-- begin --

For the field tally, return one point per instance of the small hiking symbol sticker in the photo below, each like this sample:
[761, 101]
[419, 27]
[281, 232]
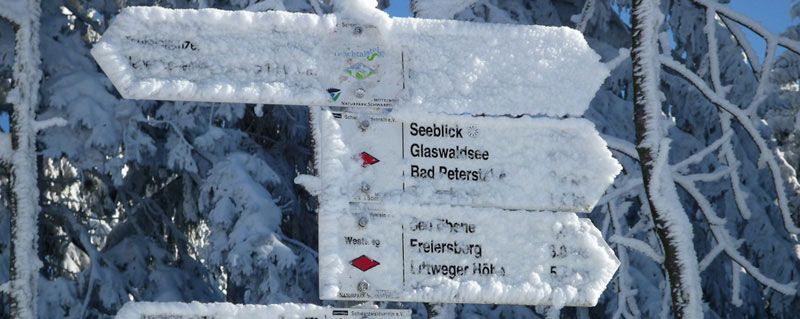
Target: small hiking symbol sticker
[335, 93]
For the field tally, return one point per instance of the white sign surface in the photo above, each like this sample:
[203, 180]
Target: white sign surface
[303, 59]
[512, 163]
[196, 310]
[466, 255]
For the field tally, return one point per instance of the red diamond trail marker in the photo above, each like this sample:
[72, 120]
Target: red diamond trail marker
[364, 263]
[368, 160]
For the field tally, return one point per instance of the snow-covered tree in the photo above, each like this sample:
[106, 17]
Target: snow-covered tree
[731, 183]
[171, 201]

-- end --

Reproduce the entire listing above word for word, leaving out the picture.

For the field tally, return one point per instance of the small hiking symbol sticker in the photo below, each like this sample:
[761, 101]
[419, 27]
[281, 232]
Target: small hiking symbol sticker
[335, 93]
For the field tally, return one point per instance of the white sign surface in the photo above, each like this sample:
[203, 180]
Target: white sign surface
[303, 59]
[512, 163]
[196, 310]
[466, 255]
For the field tally, return one point per instance of the red diamond trail marker in the photo above, each like this sample:
[72, 120]
Target: red diamond trail marker
[364, 263]
[368, 160]
For the field tally, return one point per instance of the snow-covered tree in the photo above, each like this sample:
[106, 17]
Target: snow-covered tree
[731, 183]
[171, 201]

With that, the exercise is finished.